▸ **CHALLENGE**: Rewrite the data below, changing every "Locate" to "Find" and leaving everything else as it is. Don't include the pictures in your answer.
○ ○ ○ ○ ○
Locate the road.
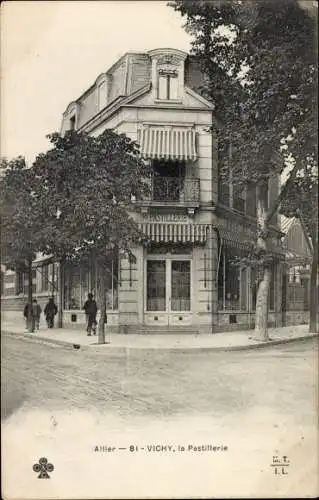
[2,334,318,498]
[1,334,316,422]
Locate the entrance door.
[145,258,192,326]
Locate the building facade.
[4,48,283,333]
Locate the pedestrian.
[23,299,42,333]
[44,297,58,328]
[83,293,97,335]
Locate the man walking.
[44,297,58,328]
[83,293,97,335]
[23,299,42,333]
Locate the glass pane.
[171,260,191,311]
[146,260,166,311]
[240,268,248,311]
[225,248,240,311]
[169,77,178,99]
[158,76,167,99]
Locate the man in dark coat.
[23,299,42,332]
[44,297,58,328]
[83,293,97,335]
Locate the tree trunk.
[27,259,35,333]
[254,267,271,341]
[98,255,108,344]
[254,184,271,341]
[309,238,318,333]
[58,259,64,328]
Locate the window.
[218,246,249,311]
[102,260,119,311]
[64,263,89,309]
[157,70,178,100]
[97,82,107,111]
[250,265,276,311]
[70,115,75,130]
[146,260,166,311]
[218,143,256,217]
[40,264,49,292]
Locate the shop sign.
[143,214,193,224]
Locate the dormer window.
[97,82,106,111]
[95,73,107,112]
[157,69,178,100]
[70,115,75,130]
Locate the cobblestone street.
[2,335,315,422]
[2,335,318,498]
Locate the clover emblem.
[33,457,54,479]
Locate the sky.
[1,0,190,163]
○ ○ ○ ○ ○
▸ **OUTPUT**:
Find the road.
[2,334,318,498]
[1,334,316,422]
Find the entrance door.
[145,258,192,326]
Find the building facade.
[4,48,283,333]
Find the pedestrian.
[23,299,42,333]
[44,297,58,328]
[83,293,97,335]
Find the man walking.
[44,297,58,328]
[83,293,97,335]
[23,299,42,333]
Find the glass pane.
[171,260,191,311]
[146,260,166,311]
[240,268,248,311]
[225,248,240,311]
[169,77,178,99]
[158,76,167,99]
Find the man in dark coat.
[23,299,42,332]
[44,297,58,328]
[83,293,97,335]
Find the tree trunk.
[27,259,35,333]
[254,267,271,341]
[98,255,108,344]
[254,184,271,341]
[309,238,318,333]
[58,259,64,328]
Find the window.
[218,246,249,311]
[102,260,119,311]
[64,263,89,309]
[157,70,178,100]
[97,82,107,111]
[250,265,276,311]
[70,115,75,130]
[146,260,166,311]
[218,143,256,217]
[40,264,49,292]
Find the shop sign.
[143,214,193,224]
Find the dormer window.
[97,82,106,111]
[95,73,107,112]
[157,69,178,100]
[70,115,75,130]
Find the cobblestone street.
[2,335,315,422]
[2,335,318,498]
Find the clover emblem.
[33,457,54,479]
Find the sky.
[1,0,190,163]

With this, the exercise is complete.